* _TASK REQUIREMENTS_:
1) According to the article on the 2022 Directors' Fortnight, which Quinzaine award is Kelly Reichardt receiving?
2) Carry on the article about the 2022 Directors' Fortnight lineup from its final sentence.

* _PROVIDED PASSAGE_:
==================================================

2022 Cannes: Hansen-Løve, Winocour, Léa Mysius & Anna Rose Holmer in the Directors’ Fortnight

Pietro Marcello will be joined by the likes of Mia Hansen-Løve, Alice Winocour with sophomore features from Léa Mysius & Anna Rose Holmer in a Quinzaine that is slightly more Euro-centric and confidently female auteur friendly and to top everything off – Kelly Reichardt (who will be in the Cannes Competition with Showing Up) is not only receiving Locarno Honorary Golden Pard in August, but she is receiving the Quinzaine’s Carrosse d’or award. Here is a full breakdown on all the 2022 selections – with a bunch of intel on all the titles.

==================================================

Region labeling records
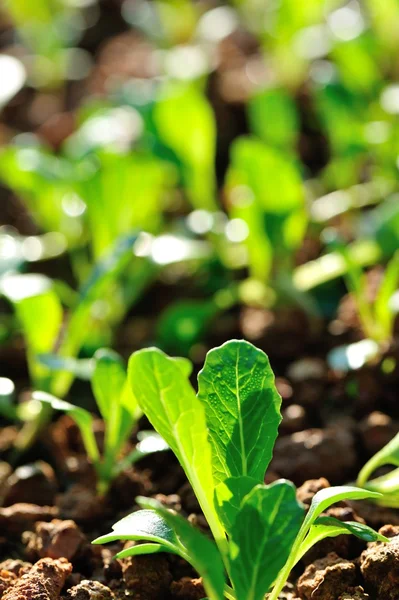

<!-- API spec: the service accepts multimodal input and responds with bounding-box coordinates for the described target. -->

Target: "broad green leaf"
[303,485,380,530]
[374,250,399,340]
[269,485,380,600]
[226,137,308,281]
[198,340,281,483]
[356,433,399,486]
[32,391,100,464]
[230,481,304,600]
[0,273,63,388]
[114,544,166,558]
[92,510,182,552]
[137,498,226,600]
[128,348,224,541]
[154,84,217,210]
[92,348,126,422]
[295,517,389,563]
[174,356,193,378]
[215,476,264,535]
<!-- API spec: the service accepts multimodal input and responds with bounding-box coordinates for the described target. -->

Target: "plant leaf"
[92,348,126,422]
[92,510,182,554]
[198,340,281,483]
[128,348,224,540]
[295,517,389,563]
[137,497,226,600]
[114,544,166,558]
[0,273,63,388]
[357,433,399,486]
[215,476,258,535]
[230,480,304,600]
[303,485,380,529]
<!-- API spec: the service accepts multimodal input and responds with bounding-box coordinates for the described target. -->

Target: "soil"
[0,0,399,600]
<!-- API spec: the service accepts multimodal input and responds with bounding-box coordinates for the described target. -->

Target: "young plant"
[33,349,168,495]
[357,433,399,508]
[94,340,386,600]
[0,234,141,452]
[339,245,399,344]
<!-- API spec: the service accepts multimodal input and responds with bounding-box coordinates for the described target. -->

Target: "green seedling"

==================================================

* _ANSWERS PER TASK_:
1) The Carrosse d'or award.

2)
1976
As I mentioned before, Manuela Martelli had grown up in this section and in Cannes with films as an actress during her youth in Andrés Wood’s Machuca (2004) and Sebastián Lelio’s Navidad (2009) and then as a filmmaker as part of the Chile Factory (2015) series. Produced by other Quinzaine mainstays in Jonas Carpignano and Dominga Sotomayor, Martelli’s first feature film debut titled 1976 takes place three years into Augusto Pinochet’s bloody dictatorship…

A Male
This is one of nine directorial debuts in the section this year is Fabian Hernández project. Selected for Cinefondation’s L’Atelier in 2020 as well as the Torino Film Lab and more recently WIPLatam, this is about Carlos (16 years old) undergoes a rite of passage to become a male. The threatening presence of the men of his community and his concern for his mother’s and his sister’s well-being inexorably push him towards seeking out a type of masculinity that conforms to his social context, a stereotype that will become a threat to himself. In private, Carlos faces and allows himself to explore his sensitivity, his fragility, and all that “real men” do not show.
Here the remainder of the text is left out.